## The records:
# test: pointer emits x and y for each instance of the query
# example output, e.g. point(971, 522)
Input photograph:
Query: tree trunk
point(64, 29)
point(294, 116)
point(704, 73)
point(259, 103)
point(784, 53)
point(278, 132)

## Task prompt:
Set out the rows above as a numbered list, one line per item, and leave out any blank lines.

## Result of the exercise:
1. # test: pointer emits x and y for each instance of the query
2. # example output, e.g. point(971, 522)
3. Input photograph:
4. Query: tree trunk
5. point(64, 29)
6. point(294, 116)
7. point(704, 73)
8. point(259, 103)
9. point(784, 53)
10. point(278, 132)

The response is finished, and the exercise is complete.